[Point-based annotation data]
┄┄┄┄┄┄┄┄┄┄┄┄┄┄┄┄┄┄┄┄
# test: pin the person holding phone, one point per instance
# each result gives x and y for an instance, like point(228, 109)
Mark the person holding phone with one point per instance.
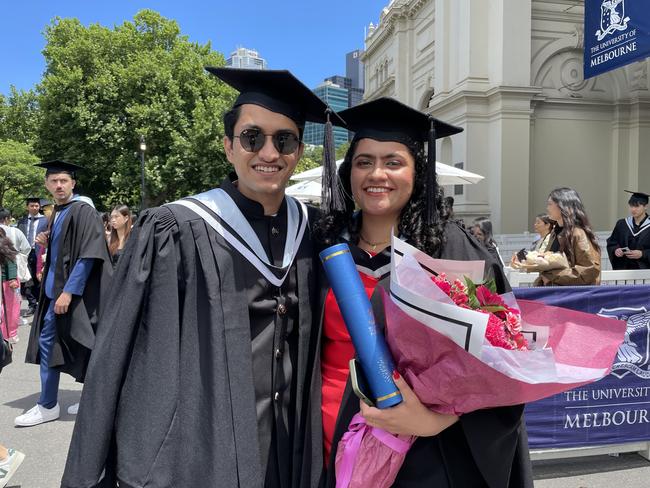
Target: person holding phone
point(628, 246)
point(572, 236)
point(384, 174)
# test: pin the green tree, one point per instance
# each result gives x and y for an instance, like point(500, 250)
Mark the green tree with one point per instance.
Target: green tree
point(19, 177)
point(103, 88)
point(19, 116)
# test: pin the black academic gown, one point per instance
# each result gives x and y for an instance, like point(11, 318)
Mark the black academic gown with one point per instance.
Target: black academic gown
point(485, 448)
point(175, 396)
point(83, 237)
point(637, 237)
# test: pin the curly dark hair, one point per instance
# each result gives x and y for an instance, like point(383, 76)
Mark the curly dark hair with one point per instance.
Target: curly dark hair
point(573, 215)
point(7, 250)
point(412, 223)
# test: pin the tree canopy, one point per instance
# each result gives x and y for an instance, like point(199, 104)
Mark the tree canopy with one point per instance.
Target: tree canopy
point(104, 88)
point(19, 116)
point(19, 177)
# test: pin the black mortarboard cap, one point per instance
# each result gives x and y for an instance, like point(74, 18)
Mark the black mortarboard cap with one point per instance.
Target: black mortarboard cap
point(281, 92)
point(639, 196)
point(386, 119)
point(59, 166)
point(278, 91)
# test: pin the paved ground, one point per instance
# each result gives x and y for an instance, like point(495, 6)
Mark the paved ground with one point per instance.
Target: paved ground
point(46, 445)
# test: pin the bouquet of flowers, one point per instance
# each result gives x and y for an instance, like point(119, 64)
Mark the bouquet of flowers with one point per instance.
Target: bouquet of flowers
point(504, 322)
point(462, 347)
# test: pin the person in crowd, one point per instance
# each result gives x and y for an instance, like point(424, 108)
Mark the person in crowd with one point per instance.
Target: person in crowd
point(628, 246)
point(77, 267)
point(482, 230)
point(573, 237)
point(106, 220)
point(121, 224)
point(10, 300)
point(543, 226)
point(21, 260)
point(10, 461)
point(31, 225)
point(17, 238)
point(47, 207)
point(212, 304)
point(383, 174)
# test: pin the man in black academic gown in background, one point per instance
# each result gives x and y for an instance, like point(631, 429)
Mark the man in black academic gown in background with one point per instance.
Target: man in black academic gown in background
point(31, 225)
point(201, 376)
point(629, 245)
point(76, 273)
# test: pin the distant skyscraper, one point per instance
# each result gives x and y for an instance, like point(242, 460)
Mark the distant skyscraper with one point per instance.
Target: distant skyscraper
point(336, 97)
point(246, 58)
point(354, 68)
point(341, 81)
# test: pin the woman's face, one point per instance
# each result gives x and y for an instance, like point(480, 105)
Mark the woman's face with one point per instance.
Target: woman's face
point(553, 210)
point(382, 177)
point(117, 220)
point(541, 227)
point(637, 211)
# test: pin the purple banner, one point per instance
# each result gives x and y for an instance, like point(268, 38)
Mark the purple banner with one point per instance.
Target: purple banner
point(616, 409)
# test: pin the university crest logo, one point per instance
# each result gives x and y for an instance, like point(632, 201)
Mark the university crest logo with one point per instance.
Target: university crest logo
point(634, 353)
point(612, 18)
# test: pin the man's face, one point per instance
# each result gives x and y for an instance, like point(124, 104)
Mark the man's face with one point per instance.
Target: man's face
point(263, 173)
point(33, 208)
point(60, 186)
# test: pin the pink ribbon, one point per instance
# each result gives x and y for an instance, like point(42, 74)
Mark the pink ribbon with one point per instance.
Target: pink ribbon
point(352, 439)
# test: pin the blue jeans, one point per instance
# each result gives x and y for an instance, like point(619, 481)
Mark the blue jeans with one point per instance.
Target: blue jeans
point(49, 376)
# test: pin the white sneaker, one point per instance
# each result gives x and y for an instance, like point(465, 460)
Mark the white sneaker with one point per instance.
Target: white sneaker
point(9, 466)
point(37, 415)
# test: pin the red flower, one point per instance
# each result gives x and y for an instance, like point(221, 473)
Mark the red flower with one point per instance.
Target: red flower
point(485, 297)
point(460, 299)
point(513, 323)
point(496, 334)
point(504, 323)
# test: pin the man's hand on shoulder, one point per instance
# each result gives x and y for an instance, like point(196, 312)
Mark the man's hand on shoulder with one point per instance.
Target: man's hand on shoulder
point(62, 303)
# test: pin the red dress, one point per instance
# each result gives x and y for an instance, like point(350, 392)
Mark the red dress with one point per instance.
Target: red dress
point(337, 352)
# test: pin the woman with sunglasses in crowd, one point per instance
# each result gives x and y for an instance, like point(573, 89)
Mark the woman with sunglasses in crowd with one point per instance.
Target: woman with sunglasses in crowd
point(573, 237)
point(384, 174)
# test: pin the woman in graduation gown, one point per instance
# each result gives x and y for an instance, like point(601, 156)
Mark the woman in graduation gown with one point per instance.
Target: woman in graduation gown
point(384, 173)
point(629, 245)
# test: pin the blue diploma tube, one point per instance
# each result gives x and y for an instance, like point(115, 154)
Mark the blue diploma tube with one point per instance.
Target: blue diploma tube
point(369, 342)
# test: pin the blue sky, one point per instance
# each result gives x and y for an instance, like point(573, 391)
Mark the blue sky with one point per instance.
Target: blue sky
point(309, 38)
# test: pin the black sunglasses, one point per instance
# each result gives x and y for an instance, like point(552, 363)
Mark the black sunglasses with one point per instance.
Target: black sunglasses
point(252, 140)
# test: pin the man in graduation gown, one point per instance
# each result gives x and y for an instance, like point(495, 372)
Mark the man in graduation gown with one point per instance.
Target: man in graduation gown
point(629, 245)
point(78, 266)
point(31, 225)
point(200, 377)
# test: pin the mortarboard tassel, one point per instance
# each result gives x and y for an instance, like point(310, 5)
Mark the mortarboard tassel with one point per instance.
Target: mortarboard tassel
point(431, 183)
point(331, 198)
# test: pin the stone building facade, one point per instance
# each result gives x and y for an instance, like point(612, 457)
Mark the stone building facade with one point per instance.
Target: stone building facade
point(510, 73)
┄┄┄┄┄┄┄┄┄┄┄┄┄┄┄┄┄┄┄┄
**What you are asked to do:**
Reproduce all of the items, substituting "a single point per instance" for every occurrence of "one point per instance" and leaving everything else unchanged. Omit the pictures from your answer.

**Answer to the exercise:**
# test: pin the person holding phone, a single point per instance
# each result gives x and y for an instance, like point(228, 109)
Mark the person holding phone with a single point per instance.
Target: person holding phone
point(628, 246)
point(572, 236)
point(384, 174)
# test: pin the green tree, a single point per instance
# each result gives x and y for an instance, like point(500, 250)
Mark the green tree with a single point per instance.
Target: green tree
point(19, 177)
point(103, 88)
point(19, 116)
# test: pin the black academic gown, a single point per instance
# each result gives x and y for an instance, like point(11, 318)
Mark the black academic gown with a single point per instance.
Target: black academic gown
point(485, 448)
point(175, 396)
point(83, 237)
point(637, 237)
# test: pin the curly dark hair, a single point per instance
# each result gives x and y for an instance, like point(383, 76)
Mark the curly dark hair with a single point per instance.
Target: curly dark hair
point(573, 215)
point(7, 250)
point(412, 223)
# test: pin the tree canopy, a single point per instance
# each result gives x and y for an instance, like point(199, 104)
Mark the tree canopy with a single point per instance.
Target: tree canopy
point(104, 88)
point(19, 116)
point(19, 177)
# test: pin the black mortarboard cap, a single point per instance
# each result gives x and y for an instance, like point(74, 18)
Mark the black mortarboard cap with a single point per instance.
Target: black mortarboard cap
point(281, 92)
point(639, 196)
point(386, 119)
point(59, 166)
point(278, 91)
# test: pin the paved ground, a single point per instance
# each result gives x and y for an instance, like point(495, 6)
Mark the paved ground with a single point per instance.
Target: paved ground
point(46, 445)
# test: pin the bouquet of flowers, a single point per instance
# each result gives x and y for an instance, like point(119, 64)
Mark the bouquet of flowers with a single point per instance.
Target: bouquet of flowers
point(504, 322)
point(462, 347)
# test: pin the person in crowd, a single point per instance
# each result gives x and y for an instance, like point(424, 108)
Mark the person in crowd with a single point per instance.
Target: person in crowd
point(628, 246)
point(77, 267)
point(482, 230)
point(573, 237)
point(106, 220)
point(121, 224)
point(10, 300)
point(543, 226)
point(21, 260)
point(10, 461)
point(31, 225)
point(17, 238)
point(47, 207)
point(212, 304)
point(383, 174)
# test: pin the man in black academic gown in background, a single point per instance
# each result gives x and y for an instance, like point(631, 429)
Mark the man in black academic gown in background with a single point per instance.
Target: man in black academic gown in background
point(31, 225)
point(201, 376)
point(629, 245)
point(76, 273)
# test: pin the distant skyscraper, a single point per instance
# each result gives x and y for an instance, like point(242, 460)
Mark the distant skyscraper with a single point per instance.
Target: distant skyscraper
point(336, 97)
point(246, 58)
point(354, 68)
point(341, 81)
# test: pin the woman's face, a single point per instance
# each result gives x and y for an instance, like point(480, 105)
Mark the woman's face with a single point per instance.
Target: woman's face
point(553, 210)
point(382, 177)
point(117, 220)
point(541, 227)
point(637, 211)
# test: pin the purple banner, a single point per instance
# each result gives x and y for an instance, like point(268, 38)
Mark the purple banner with a single point per instance.
Target: purple banner
point(616, 409)
# test: pin the university crest logo, a single point per instance
# each result gives x and y for an instance, like point(632, 201)
Mark the university crest logo with a single point per instance.
Target: university crest logo
point(634, 353)
point(612, 18)
# test: pin the man's face, a single point per instance
# each result gives x and y for an instance, like point(124, 104)
Mark the man's face with a single point per instance.
Target: man's face
point(263, 173)
point(33, 208)
point(60, 186)
# test: pin the pink ribbon, a single point per instance
# each result gives x and y for an instance, like point(42, 74)
Mark the pink ribbon with a single point per instance.
Target: pink ribbon
point(352, 439)
# test: pin the blue jeans, a single point per instance
# each result gives x and y for an instance, like point(619, 481)
Mark the blue jeans with a single point per instance.
Target: blue jeans
point(49, 376)
# test: pin the white sneaker, a single point per instance
# each result gives x and y for an instance, like point(465, 460)
Mark the white sneaker with a single point per instance.
Target: white sneaker
point(9, 466)
point(37, 415)
# test: pin the red flower, a single point per instance
# each result gives x and y for an instance, like point(221, 473)
Mark the red flower with a single point per instance.
Target: red flower
point(485, 297)
point(460, 299)
point(513, 323)
point(496, 334)
point(504, 323)
# test: pin the man's hand on shoulder, a single point per instance
# each result gives x and y for an instance, like point(196, 312)
Mark the man's hand on shoulder with a single point per instance.
Target: man's hand on shoulder
point(62, 303)
# test: pin the red dress, a single point per instance
# each result gives x and y for an instance, like point(350, 392)
Mark the red dress with a single point per instance.
Target: red dress
point(337, 352)
# test: pin the woman with sunglasses in crowd, a single point per instance
# each result gives x and y for an instance, like point(573, 89)
Mark the woman with sunglasses in crowd with a single point per instance.
Target: woman with sunglasses in crowd
point(573, 237)
point(384, 174)
# test: pin the woman in graduation gown, a single point per instance
# each result gives x and y for an instance, like point(601, 156)
Mark the woman in graduation gown with a single point per instance.
Target: woman in graduation gown
point(384, 173)
point(629, 245)
# test: pin the blue diploma tube, a single point per instance
# each result gives x and y for an instance, like point(115, 154)
Mark the blue diploma tube with a single point per instance.
Target: blue diploma tube
point(369, 342)
# test: pin the blue sky, a single point per instance
# each result gives x and y for an instance, like point(573, 391)
Mark the blue sky with a single point per instance.
Target: blue sky
point(309, 38)
# test: pin the black sunglasses, a single point per instance
# each result gives x and y for an instance, like point(552, 363)
Mark the black sunglasses with a single point per instance.
Target: black sunglasses
point(252, 140)
# test: pin the man in graduation gown, a single point per instance
# each result gives x and y for an instance, like point(495, 372)
Mark the man in graduation gown with a single point per instance.
Target: man in graduation gown
point(629, 245)
point(78, 266)
point(31, 225)
point(200, 377)
# test: pin the mortarboard tassel, a single point per instance
# each result gives x and y for an instance, like point(310, 5)
Mark the mortarboard tassel with a single point per instance.
Target: mortarboard tassel
point(431, 183)
point(331, 198)
# test: pin the stone building facade, a single point per instance
# each result gives x and y for an instance, like point(612, 457)
Mark the stone building facade with a single point per instance.
Target: stone building facade
point(510, 73)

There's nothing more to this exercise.